_Goal of the exercise_.
Write out each record below exactly, without pictures.

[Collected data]

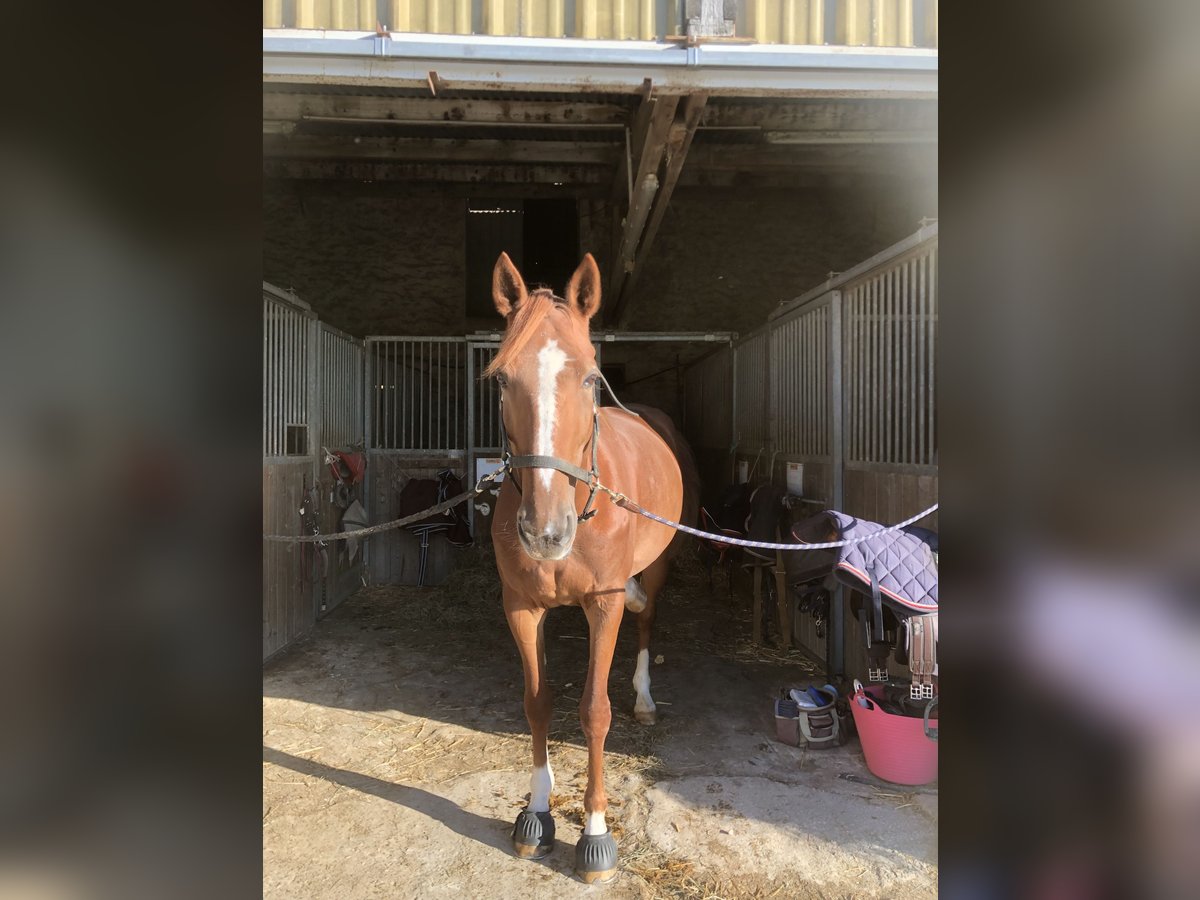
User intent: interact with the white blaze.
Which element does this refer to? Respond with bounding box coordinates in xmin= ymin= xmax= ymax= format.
xmin=529 ymin=763 xmax=554 ymax=813
xmin=633 ymin=648 xmax=655 ymax=716
xmin=584 ymin=811 xmax=607 ymax=836
xmin=534 ymin=339 xmax=568 ymax=490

_Solved exercise_.
User intent: interact with the white blaze.
Which element does this refer to? Respond with bounding box coordinates in xmin= ymin= xmax= ymax= format.
xmin=529 ymin=763 xmax=554 ymax=813
xmin=633 ymin=648 xmax=655 ymax=716
xmin=584 ymin=811 xmax=607 ymax=836
xmin=534 ymin=339 xmax=568 ymax=490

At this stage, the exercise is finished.